As this rule does not certify any additional cold treatment facilities, such specific pest concerns are outside the scope of the current regulation, although we note that the introductions of EAB, ALB, and brown marmorated stink bug were all associated with wood packing material, which, at the time of the pests' first entrance into the United States, was not safeguarded at the level of imported fruits and vegetables. Any new treatment facilities would have to be authorized using the criteria described in the regulation, which would include analysis of any potential host materials in the area. The commenter did not specify whether the Medfly incursions in 2010 and 2011 were determined by the State of Florida to originate from commercial or noncommercial sources, but we would note that accidental incursions of fruit flies from commercially produced fruit represent less phytosanitary risk, as produce grown commercially is less likely to be infested with plant pests than noncommercial consignments due to the standardized way in which it is grown, harvested, and packaged.

A commenter said that the cumulative results of authorizing cold treatment facilities in the Southern and Western States of the United States should not be ignored. The commenter argued that, while individual approvals may create negligible risk, taken as a whole they lead to an overall decline in phytosanitary safety. The commenter further stated that the subsequent establishment of quarantine pests domestically then hampers the ability of domestic producers to export their products due to increased stringency in import markets abroad.

We disagree with the commenter's point. While it is true that cold treatment facilities were and will continue to be evaluated on an individual basis, as stated previously, the fact that pests of concern are more likely to become established in the Southern and Western States of the United States is why we proposed additional safeguards for cold treatment facilities in these States that go beyond the current requirements that apply to all cold treatment facilities. We disagree that any increase in the number of authorized cold treatment facilities will necessarily create an unacceptable level of risk. Prospective facility operators must submit a detailed layout of the facility site and its location to APHIS. Location information would include any nearby facilities and those facilities would be a part of APHIS' overall consideration of plant health risks for the requested location. We also note that the requirements regarding safeguarding during transit to, treatment, and shipment from the facilities will also Start Printed Page 5874serve to preclude escape of quarantine pests into the environment, regardless of the number of other treatment facilities in a given area. The commenter provided no evidence that the establishment of quarantine pests in domestic host material is a given, therefore the commenter's final point about potential impacts to domestic producers does not apply.

Comments on Implementation

Two commenters expressed concern at the elimination of the need for rulemaking for future individual cold treatment facility approvals in Southern and Western States. The commenters were particularly worried about the elimination of a public comment period and other stakeholder outreach methods.

Prior to approving a new cold treatment facility, APHIS will enter into consultation with the State in which the prospective facility will be located. Facility approval will be coordinated through APHIS' Field Operations unit, which routinely keeps potentially affected stakeholders apprised of any pending APHIS approvals. These actions will serve to complement the State's own outreach. As circumstances warrant APHIS may use additional outreach tools.

▶ [EXTRACTED INFORMATION]:
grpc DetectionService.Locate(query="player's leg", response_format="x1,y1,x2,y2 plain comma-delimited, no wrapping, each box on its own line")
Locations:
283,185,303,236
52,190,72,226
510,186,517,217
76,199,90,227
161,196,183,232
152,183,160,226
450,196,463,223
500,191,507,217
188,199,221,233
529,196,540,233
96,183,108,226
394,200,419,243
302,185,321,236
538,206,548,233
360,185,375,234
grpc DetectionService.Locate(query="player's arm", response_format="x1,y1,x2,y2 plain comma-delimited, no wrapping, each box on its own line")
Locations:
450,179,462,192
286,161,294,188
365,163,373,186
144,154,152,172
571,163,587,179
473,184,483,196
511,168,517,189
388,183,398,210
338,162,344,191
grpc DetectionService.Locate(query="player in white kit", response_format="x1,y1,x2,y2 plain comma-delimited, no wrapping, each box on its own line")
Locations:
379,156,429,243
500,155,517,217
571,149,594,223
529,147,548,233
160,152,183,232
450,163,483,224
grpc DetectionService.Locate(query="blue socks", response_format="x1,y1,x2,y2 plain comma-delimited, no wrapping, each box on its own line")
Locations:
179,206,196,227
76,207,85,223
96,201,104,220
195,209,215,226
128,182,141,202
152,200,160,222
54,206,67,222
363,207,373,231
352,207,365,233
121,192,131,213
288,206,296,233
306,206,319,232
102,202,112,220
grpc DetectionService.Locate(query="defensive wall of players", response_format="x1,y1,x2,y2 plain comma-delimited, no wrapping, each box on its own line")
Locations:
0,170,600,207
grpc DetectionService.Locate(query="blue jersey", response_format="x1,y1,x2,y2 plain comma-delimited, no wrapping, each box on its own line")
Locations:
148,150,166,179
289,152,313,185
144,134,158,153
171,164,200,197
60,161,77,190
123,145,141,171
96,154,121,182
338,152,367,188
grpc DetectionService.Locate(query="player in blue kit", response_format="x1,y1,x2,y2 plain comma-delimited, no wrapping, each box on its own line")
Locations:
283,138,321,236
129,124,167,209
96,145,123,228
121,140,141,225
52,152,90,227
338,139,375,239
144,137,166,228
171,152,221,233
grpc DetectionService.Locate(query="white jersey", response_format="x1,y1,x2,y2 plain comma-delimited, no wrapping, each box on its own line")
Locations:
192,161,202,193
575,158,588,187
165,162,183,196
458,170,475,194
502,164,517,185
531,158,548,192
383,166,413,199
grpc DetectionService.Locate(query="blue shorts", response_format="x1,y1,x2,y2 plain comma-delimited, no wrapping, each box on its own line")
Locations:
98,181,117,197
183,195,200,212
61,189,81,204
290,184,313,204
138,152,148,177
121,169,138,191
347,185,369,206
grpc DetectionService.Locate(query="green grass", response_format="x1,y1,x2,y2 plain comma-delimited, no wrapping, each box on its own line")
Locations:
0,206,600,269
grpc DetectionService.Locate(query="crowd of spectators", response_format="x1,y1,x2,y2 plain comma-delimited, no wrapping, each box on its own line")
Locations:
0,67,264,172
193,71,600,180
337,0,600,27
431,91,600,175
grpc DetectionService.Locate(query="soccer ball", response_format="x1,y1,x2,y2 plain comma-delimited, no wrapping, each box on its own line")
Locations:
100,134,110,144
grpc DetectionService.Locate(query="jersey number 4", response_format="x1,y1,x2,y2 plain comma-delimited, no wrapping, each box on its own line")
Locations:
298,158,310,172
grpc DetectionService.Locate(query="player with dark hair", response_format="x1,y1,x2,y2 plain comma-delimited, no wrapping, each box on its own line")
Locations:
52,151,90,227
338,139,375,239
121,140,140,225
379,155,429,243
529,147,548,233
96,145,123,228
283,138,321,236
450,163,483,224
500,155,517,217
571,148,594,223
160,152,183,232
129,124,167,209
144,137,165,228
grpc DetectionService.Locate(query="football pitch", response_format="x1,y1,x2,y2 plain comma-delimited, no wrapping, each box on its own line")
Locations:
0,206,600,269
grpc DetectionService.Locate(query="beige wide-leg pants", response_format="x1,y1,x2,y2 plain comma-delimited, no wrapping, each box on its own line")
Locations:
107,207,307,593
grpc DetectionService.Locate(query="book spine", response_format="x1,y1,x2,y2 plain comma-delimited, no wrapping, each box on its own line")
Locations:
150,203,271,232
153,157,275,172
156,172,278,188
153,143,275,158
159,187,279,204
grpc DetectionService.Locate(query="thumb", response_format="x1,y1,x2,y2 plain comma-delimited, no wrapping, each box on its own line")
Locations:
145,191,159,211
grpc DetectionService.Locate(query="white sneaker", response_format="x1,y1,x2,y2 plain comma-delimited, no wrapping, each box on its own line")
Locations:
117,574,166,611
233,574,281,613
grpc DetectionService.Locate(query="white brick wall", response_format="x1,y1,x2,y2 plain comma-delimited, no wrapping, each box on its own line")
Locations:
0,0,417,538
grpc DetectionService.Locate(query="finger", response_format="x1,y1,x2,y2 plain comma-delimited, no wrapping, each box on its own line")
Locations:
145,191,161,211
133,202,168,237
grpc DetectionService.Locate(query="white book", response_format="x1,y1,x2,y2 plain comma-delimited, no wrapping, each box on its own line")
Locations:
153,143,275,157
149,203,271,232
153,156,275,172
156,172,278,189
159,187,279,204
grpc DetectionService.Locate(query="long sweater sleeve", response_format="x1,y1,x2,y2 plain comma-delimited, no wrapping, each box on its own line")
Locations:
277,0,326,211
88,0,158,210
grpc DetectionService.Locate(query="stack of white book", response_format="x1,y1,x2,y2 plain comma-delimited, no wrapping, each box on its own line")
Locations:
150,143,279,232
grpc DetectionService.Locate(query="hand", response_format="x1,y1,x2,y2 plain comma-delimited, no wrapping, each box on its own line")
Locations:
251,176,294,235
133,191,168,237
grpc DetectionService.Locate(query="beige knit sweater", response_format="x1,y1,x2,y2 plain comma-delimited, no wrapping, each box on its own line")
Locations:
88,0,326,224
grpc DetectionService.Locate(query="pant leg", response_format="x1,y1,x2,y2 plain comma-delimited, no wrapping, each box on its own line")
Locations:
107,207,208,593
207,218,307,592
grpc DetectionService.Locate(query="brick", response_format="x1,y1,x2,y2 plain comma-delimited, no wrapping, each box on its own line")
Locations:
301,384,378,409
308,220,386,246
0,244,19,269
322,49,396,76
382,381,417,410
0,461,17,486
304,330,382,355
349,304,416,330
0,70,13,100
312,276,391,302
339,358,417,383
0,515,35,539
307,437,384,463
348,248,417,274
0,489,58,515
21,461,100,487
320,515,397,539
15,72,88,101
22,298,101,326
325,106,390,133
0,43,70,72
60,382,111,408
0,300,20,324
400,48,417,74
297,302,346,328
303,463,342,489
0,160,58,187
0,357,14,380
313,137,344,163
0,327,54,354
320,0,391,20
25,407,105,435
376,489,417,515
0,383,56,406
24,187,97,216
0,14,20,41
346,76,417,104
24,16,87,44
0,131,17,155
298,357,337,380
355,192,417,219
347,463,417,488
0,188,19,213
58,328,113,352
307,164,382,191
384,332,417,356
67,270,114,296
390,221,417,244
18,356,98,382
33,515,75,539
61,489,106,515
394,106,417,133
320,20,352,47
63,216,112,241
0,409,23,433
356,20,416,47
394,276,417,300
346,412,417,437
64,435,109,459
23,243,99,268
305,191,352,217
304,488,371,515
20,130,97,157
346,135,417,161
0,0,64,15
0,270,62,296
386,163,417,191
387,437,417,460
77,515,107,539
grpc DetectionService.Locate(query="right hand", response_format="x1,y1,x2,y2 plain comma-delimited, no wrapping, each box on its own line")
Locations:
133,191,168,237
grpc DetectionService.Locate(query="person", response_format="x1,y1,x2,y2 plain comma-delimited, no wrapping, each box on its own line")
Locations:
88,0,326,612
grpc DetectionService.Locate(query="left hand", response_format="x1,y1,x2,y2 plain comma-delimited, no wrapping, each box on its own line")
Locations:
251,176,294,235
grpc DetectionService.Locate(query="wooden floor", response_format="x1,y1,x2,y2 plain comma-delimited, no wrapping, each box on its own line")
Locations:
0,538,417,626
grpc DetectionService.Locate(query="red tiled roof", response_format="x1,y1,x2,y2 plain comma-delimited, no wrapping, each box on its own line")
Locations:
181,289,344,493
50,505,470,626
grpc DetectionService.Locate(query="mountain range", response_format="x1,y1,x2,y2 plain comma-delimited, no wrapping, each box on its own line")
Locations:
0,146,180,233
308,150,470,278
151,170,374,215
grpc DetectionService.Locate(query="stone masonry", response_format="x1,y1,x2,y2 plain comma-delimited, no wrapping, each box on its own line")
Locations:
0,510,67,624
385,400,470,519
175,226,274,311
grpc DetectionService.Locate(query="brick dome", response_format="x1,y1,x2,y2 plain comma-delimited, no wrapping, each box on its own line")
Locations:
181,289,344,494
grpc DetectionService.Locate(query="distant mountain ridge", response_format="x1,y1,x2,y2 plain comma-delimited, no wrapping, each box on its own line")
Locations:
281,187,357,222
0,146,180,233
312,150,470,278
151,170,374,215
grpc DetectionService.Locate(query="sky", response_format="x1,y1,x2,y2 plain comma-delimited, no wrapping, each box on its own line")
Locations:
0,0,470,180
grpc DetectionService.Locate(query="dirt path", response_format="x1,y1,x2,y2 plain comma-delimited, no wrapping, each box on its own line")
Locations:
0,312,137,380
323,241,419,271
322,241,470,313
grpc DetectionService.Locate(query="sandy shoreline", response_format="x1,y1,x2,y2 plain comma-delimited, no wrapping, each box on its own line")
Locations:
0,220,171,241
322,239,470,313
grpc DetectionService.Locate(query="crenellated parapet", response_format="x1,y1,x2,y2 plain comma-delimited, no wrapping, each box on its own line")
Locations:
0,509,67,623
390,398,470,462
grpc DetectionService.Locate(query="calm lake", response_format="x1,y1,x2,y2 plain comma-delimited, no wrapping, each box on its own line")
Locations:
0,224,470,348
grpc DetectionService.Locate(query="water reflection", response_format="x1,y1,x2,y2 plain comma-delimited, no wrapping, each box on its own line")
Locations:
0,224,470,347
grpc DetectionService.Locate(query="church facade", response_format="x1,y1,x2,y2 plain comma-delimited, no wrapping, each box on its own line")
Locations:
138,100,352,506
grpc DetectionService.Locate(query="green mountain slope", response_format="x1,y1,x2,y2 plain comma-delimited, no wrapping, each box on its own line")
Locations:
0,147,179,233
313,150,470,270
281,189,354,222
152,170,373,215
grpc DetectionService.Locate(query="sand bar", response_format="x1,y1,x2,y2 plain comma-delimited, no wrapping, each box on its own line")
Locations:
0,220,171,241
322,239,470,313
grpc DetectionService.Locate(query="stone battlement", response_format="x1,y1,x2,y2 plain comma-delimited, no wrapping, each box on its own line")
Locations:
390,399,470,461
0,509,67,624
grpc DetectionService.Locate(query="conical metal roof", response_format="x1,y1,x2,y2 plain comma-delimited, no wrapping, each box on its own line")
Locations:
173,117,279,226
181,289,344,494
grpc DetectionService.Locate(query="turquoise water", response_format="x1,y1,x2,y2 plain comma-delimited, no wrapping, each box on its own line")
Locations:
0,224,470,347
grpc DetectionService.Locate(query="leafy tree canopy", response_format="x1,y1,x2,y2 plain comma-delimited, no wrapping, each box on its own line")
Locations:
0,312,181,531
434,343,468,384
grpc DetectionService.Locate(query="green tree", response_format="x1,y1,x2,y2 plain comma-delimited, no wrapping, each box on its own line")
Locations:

▶ [EXERCISE INSTRUCTIONS]:
In the passage on cold treatment facilities, rewrite the paragraph beginning "Prior to approving a new cold treatment facility" as a short bulleted list that keeps its main facts.

▶ [TASK OUTPUT]:
- Before approving a new cold treatment facility, APHIS will consult the State where the facility would be located.
- Approval will be coordinated through APHIS' Field Operations unit, which routinely informs potentially affected stakeholders of pending approvals.
- These actions complement the State's own outreach.
- APHIS may use additional outreach tools as circumstances warrant.